* **Reading passage**:
John Dominic Crossan (born February 17, 1934, Nenagh, Ireland) is an Irish-born American theologian and former Roman Catholic priest best known for his association with the Jesus Seminar, an organization of revisionist biblical scholars, and his controversial writings on the historical Jesus and the origins of Christianity.
Upon graduating from high school in Letterkenny, Ireland, in 1950, Crossan moved to Chicago, where he joined the Servites, a Roman Catholic monastic order. Ordained a priest in 1957, he returned to Ireland to study at St. Patrick’s College, Maynooth, and received a doctorate in theology in 1959. He then studied at the Pontifical Biblical Institute in Rome for two years before returning to his Servite community to teach. In 1965 he began study at the École Biblique et Archaéologie Française de Jérusalem (French Institute of Bible and Archaeology, Jerusalem), which was run by the Dominican order. Two years later he returned to Chicago to join the faculty of the Chicago Catholic Theological Union. In 1969 he resigned from the Servite priesthood, citing a longing for academic freedom and his intention to marry Margaret Deganais, a professor at Loyola University Chicago; they married that year. He soon joined the faculty of religious studies at Chicago’s DePaul University, where he taught until his retirement in 1995. After his retirement, Crossan continued to write and lecture.
Crossan’s early works focused on the parables of Jesus in the New Testament. His most famous and controversial work, The Historical Jesus: The Life of a Mediterranean Jewish Peasant (1991), interpreted the figure of Jesus in his historical context as well as through the Gospels. That book and its 1994 successor, Jesus: A Revolutionary Biography, made Crossan one of the key figures in a new version of an old controversy concerning how best to distinguish the Jesus of history from the Jesus of the Gospels.
Crossan believed that the divinity of Jesus “must be taken metaphorically.” He held that the traditional eschatological interpretation of Jesus’ life, which stressed his Second Coming, was a much later theological corruption of the historical facts, which were worthy of study and emulation in themselves. According to Crossan, theologians and historians also needed to explore the historical context in which the New Testament texts arose, generations before there was any notion of a Christian canon (a set of recognized scripture). Crossan’s books prompted scholars to study extrabiblical texts that might have had relevance to the Apostles and to early Christian communities.
To further this undertaking, in 1985 Crossan and the scholar Robert Funk cofounded the Jesus Seminar, a group of biblical scholars who generally rejected traditional views of Jesus’ life and ministry and emphasized the years immediately following his death. Crossan contributed to the seminar’s own version of the Gospels, The Five Gospels: The Search for the Authentic Words of Jesus: New Translation and Commentary (1993), which presented what the seminar believed were the most historically accurate statements in the three Synoptic Gospels (Matthew, Mark, and Luke), the Gospel According to John, and the Gospel of Thomas.
Among Crossan’s many other works are Finding Is the First Act: Trove Folktales and Jesus’ Treasure Parable (1979), Four Other Gospels: Shadows on the Contours of Canon (1985), The Birth of Christianity: Discovering What Happened in the Years Immediately After the Execution of Jesus (1998), God and Empire: Jesus Against Rome, Then and Now (2007), and How to Read the Bible and Still Be a Christian: Struggling with Divine Violence from Genesis Through Revelation (2015). With his wife, Crossan also wrote Resurrecting Easter: How the West Lost and the East Kept the Original Easter Vision (2018).

* **Records provided**:
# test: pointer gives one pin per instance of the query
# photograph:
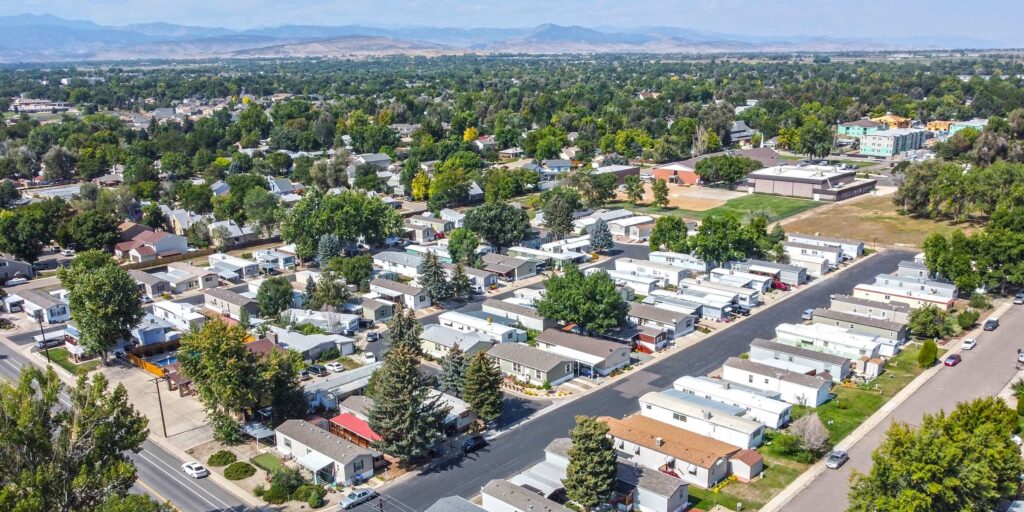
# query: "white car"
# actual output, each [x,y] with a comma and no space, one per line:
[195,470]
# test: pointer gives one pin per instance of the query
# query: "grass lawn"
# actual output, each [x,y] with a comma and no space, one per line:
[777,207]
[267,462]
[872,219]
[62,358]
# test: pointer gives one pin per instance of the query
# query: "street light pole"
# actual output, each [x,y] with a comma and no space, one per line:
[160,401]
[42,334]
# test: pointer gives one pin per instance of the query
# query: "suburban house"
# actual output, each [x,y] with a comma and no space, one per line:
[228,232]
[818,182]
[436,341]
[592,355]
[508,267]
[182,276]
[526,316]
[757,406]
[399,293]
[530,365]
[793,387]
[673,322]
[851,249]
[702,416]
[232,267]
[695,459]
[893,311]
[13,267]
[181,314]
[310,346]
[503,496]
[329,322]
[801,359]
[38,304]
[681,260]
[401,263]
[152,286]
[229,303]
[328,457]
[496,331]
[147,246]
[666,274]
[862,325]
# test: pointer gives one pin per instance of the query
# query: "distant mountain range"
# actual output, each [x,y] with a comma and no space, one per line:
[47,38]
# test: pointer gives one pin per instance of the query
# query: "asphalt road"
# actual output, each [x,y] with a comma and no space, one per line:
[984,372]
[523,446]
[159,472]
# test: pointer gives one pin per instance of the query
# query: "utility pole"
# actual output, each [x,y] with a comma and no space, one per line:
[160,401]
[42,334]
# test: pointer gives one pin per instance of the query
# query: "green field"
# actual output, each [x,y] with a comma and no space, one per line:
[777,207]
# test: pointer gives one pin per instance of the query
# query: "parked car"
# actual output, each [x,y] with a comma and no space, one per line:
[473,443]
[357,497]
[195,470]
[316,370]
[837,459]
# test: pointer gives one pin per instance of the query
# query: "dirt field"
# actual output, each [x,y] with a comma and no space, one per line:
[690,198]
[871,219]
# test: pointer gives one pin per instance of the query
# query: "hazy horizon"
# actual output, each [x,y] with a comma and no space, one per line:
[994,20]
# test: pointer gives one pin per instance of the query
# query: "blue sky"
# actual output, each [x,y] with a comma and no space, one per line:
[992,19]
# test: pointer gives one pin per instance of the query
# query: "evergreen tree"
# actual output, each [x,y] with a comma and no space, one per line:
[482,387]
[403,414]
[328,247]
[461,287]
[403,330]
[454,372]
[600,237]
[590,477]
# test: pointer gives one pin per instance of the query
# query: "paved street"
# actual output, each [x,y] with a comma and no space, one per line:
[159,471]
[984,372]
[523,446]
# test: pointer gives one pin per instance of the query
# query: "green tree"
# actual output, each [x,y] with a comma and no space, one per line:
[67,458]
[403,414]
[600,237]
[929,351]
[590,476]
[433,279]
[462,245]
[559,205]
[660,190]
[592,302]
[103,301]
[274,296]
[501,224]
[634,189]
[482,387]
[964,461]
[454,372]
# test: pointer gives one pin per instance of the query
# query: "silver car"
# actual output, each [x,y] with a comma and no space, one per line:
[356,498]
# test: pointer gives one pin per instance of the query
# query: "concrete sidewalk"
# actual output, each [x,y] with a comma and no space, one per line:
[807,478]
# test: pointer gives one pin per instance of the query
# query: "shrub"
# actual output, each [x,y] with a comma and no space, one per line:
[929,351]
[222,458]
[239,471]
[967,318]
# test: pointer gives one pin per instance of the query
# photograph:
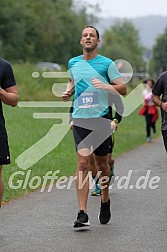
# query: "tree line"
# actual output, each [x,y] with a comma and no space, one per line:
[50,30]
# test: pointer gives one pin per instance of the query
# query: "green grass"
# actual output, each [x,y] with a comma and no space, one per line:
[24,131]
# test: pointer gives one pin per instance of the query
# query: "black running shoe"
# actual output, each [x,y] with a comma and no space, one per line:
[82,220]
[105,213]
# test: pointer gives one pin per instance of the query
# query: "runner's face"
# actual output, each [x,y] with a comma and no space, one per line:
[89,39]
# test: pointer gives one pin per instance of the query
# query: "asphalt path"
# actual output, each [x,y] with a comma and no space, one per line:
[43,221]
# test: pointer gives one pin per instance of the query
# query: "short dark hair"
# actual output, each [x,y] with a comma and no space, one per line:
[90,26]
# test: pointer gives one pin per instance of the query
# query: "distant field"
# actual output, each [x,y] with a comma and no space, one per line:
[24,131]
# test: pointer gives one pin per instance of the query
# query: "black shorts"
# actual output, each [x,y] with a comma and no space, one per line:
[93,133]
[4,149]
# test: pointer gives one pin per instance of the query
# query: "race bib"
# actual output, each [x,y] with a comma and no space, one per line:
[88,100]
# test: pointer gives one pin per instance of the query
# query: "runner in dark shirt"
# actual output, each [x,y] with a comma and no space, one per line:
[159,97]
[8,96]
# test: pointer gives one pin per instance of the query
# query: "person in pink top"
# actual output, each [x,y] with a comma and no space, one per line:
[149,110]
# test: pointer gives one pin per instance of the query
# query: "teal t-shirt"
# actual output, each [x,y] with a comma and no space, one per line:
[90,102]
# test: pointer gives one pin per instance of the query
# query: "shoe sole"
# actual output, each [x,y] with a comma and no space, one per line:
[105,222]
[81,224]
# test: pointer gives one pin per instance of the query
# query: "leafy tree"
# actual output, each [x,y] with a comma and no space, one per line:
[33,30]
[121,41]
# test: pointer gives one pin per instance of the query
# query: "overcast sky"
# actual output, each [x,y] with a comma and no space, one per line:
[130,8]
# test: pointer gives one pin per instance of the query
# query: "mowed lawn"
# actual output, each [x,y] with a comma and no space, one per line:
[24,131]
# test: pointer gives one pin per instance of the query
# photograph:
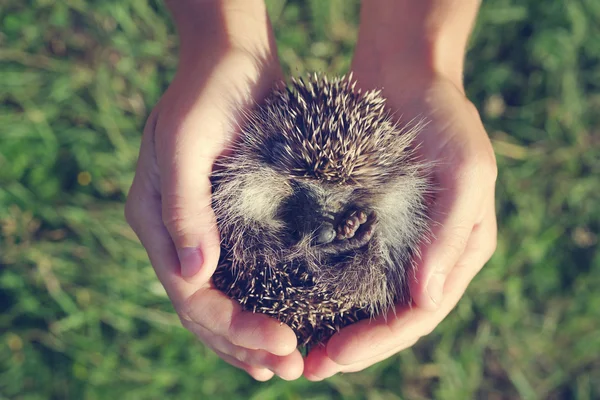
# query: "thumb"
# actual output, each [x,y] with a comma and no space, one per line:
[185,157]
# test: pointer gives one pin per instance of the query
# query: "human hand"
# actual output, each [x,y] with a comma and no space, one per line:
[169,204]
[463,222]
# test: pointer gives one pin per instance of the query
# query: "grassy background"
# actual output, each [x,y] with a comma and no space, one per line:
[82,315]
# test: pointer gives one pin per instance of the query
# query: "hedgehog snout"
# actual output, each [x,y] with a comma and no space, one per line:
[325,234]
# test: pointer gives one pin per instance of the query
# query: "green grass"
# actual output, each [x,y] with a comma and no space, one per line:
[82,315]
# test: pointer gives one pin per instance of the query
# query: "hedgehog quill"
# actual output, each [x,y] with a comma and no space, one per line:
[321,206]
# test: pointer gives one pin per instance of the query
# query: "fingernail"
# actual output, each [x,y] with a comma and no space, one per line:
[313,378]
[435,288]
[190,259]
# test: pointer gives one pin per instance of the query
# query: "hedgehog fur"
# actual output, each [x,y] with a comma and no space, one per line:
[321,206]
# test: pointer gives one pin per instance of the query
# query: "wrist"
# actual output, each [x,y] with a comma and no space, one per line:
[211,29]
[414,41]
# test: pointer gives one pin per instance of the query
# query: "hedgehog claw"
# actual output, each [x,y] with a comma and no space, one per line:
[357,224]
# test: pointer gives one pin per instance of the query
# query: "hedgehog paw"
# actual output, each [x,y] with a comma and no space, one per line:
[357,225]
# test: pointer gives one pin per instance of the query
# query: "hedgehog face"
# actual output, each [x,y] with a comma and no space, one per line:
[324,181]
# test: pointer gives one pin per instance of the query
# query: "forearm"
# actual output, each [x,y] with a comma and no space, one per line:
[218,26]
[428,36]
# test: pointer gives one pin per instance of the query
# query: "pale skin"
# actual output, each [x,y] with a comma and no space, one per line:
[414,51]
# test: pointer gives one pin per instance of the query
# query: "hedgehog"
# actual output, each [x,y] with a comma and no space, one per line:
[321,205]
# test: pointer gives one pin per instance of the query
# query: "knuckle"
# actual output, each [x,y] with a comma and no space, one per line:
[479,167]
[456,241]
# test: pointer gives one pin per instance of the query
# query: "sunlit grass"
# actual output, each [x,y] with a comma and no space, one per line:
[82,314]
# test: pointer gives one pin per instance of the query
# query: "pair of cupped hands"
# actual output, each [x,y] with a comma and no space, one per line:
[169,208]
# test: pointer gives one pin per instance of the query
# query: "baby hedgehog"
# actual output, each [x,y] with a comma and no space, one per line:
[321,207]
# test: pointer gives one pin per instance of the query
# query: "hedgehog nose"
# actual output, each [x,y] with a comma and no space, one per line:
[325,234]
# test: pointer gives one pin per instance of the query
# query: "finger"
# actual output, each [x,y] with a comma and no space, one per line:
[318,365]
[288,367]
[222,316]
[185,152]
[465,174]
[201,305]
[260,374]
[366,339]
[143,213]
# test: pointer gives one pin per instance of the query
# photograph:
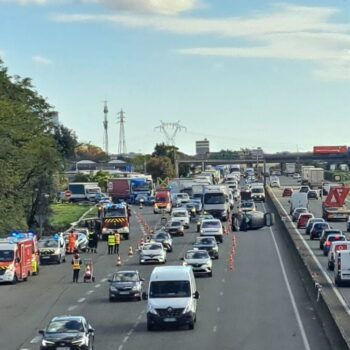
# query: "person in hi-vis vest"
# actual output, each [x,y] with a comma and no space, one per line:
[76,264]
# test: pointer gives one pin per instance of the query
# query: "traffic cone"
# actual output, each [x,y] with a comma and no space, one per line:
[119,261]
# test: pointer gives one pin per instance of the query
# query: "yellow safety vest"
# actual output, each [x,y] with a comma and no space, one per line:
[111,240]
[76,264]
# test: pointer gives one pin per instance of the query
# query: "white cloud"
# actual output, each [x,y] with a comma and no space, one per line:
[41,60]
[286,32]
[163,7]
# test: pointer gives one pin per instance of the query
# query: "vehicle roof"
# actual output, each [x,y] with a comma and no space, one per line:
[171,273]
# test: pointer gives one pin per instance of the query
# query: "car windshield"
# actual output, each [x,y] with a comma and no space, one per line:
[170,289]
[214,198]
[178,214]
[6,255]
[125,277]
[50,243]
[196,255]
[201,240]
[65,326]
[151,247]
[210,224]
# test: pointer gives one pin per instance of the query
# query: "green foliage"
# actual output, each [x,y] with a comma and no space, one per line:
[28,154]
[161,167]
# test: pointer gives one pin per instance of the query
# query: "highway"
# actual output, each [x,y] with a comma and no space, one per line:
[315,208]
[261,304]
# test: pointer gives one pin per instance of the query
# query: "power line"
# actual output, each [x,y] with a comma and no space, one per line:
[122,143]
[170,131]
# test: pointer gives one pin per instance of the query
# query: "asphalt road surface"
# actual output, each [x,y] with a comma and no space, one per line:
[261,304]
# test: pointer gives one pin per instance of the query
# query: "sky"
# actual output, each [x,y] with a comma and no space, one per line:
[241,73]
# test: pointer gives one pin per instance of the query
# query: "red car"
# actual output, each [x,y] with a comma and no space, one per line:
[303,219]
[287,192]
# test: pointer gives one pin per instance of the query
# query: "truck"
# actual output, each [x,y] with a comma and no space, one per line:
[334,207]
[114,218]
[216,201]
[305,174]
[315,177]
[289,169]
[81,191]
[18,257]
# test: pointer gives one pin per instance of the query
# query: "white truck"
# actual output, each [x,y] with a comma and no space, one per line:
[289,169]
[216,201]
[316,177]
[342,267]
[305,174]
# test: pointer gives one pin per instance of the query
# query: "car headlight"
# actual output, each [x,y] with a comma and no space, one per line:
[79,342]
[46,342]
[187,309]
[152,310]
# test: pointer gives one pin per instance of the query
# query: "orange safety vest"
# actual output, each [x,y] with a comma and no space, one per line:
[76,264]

* **Directions for this task**: According to the biography of John Dominic Crossan, why did he resign from the Servite priesthood in 1969? Answer in one to three sentences. The items are separate material and have no connection to the biography of John Dominic Crossan.

* **Task solution**: Crossan resigned because he longed for academic freedom and intended to marry Margaret Deganais, a professor at Loyola University Chicago. The two married that same year.